**Tekst do ćwiczenia:**
::::

Załoga jachtu obserwuje surowy krajobraz i doświadcza gwałtownych zmian pogody. Bezpieczeństwo pozwala zachować wyposażenie techniczne jachtu, w tym dwa radary, ale - jak podkreśla kapitan Piotr Kuźniar - ludzka czujność jest niezastąpiona. - Metodami tradycyjnymi wchodzimy na maszt, patrzymy przez lornetkę, by zobaczyć kanały, bo na radarze ich dobrze nie widać - opowiada.
Wody wokół Ameryki Południowej wymagają innych zabiegów i urządzeń niż żegluga bałtycka. - Mapy o dużej skali nie pokazują żadnych szczegółów, jest bardzo wiele białych plam, czyli nieznane są głębokości i inne szczegóły. Używamy wtedy sonaru, który rysuje linię dna przed nami, często wysyłamy zwiad na pontonie - wyjaśnia kpt Kuźniar.
Ostatni przystanek przed wpłynięciem do Cieśniny Magellana Krzysztof Horwat na pokładzie "Selmy" spędza w Zatoce Hope. Mamy więc nadzieję, że kolejne relacje z wyprawy, których słuchać można w "Sygnałach dnia" i " Popołudniu z radiową Jedynką", przyniosą same dobre wieści.

::::

**Wybrane zapisy:**
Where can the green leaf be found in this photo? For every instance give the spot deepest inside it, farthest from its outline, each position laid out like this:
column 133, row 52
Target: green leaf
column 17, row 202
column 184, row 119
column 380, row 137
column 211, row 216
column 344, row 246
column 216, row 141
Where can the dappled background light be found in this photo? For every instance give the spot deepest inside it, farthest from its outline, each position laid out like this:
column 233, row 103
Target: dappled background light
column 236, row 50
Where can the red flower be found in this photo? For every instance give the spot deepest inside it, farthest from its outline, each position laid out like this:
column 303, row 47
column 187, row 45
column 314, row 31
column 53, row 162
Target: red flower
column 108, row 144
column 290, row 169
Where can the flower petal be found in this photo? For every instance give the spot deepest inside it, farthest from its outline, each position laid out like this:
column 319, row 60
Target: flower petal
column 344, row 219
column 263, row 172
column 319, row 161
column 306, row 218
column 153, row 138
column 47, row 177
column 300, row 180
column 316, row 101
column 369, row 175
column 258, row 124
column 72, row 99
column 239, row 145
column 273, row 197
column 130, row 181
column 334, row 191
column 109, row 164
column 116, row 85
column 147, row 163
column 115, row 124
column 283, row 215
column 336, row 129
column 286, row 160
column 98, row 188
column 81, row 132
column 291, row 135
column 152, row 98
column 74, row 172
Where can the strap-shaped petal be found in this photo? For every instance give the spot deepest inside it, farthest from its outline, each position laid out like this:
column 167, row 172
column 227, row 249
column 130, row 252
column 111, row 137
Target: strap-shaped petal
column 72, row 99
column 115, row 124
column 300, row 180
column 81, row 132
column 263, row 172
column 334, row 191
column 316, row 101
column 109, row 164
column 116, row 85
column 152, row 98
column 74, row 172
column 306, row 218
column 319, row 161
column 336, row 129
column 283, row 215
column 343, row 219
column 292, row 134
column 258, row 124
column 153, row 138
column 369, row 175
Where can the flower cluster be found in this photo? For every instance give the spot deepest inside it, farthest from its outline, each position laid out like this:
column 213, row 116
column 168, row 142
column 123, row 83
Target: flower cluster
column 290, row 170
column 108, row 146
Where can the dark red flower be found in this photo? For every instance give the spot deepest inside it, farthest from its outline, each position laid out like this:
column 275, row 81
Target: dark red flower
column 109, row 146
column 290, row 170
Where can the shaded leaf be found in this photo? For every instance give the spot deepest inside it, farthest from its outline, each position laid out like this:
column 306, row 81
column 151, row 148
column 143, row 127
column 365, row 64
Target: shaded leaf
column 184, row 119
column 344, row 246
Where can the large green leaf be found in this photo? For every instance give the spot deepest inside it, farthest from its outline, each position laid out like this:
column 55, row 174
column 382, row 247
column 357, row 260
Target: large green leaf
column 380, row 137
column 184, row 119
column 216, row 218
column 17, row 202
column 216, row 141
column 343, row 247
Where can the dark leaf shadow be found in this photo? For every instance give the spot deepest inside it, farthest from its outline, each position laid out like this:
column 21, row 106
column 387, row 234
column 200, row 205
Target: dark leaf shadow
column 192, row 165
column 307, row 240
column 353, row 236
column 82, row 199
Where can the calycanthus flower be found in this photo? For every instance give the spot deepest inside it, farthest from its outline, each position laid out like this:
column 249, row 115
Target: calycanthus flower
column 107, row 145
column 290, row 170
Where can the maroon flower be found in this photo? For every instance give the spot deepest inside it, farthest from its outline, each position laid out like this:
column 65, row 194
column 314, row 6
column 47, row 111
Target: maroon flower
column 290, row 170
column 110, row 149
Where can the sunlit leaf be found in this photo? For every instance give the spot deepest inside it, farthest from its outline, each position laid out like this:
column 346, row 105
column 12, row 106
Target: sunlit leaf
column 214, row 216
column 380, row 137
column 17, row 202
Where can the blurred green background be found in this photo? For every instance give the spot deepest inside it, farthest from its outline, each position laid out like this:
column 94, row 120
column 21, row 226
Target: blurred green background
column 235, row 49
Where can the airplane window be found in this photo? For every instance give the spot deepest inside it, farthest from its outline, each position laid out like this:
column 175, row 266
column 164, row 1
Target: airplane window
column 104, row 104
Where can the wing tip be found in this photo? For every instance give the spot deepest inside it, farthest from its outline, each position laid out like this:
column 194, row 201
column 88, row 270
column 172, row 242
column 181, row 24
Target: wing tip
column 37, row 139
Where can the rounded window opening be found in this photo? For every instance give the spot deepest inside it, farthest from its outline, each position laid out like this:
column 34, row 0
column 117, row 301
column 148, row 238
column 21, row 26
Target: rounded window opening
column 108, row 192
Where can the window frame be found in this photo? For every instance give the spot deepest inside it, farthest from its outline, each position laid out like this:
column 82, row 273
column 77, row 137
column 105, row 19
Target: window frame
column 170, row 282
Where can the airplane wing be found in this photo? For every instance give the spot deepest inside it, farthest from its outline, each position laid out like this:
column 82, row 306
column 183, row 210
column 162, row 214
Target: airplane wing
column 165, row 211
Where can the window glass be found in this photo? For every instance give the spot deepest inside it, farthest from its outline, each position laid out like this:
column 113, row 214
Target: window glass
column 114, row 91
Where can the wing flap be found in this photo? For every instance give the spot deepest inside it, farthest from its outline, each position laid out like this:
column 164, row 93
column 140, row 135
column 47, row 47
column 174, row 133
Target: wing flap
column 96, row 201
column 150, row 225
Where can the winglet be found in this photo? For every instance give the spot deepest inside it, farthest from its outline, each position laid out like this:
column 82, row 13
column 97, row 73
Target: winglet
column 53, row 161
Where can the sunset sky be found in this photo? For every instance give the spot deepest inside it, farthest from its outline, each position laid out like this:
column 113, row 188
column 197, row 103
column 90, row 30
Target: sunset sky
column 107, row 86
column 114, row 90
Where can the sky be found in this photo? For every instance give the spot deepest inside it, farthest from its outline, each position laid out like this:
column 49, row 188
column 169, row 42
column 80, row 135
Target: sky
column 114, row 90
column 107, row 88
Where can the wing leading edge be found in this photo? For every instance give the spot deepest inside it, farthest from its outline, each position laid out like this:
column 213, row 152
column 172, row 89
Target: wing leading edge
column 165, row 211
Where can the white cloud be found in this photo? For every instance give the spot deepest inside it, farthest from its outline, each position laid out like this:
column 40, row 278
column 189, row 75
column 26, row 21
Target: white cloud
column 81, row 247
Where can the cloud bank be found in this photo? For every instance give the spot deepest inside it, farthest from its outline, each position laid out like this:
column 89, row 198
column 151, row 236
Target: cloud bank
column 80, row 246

::::

**Twoje zadania:**
**1)** Przepisz dokładnie fragment tekstu o wyprawie jachtu, zaczynając od „Ostatni przystanek przed” i ciągnąc aż do „same dobre wieści.”.
**2)** Czy te zdania zgadzają się z tekstem o wyprawie jachtu? Przy każdym odpowiedz „tak” albo „nie” i przytocz słowa z tekstu, które o tym decydują.
(a) Jacht ma na wyposażeniu trzy radary.
(b) Kanały dobrze widać na radarze.
(c) Załoga korzysta z sonaru, który rysuje linię dna.

**Odpowiedzi do zadań:**
**1)**
Ostatni przystanek przed wpłynięciem do Cieśniny Magellana Krzysztof Horwat na pokładzie "Selmy" spędza w Zatoce Hope. Mamy więc nadzieję, że kolejne relacje z wyprawy, których słuchać można w "Sygnałach dnia" i " Popołudniu z radiową Jedynką", przyniosą same dobre wieści.

**2)**
(a) Nie: „w tym dwa radary”.
(b) Nie: „bo na radarze ich dobrze nie widać”.
(c) Tak: „Używamy wtedy sonaru, który rysuje linię dna przed nami”.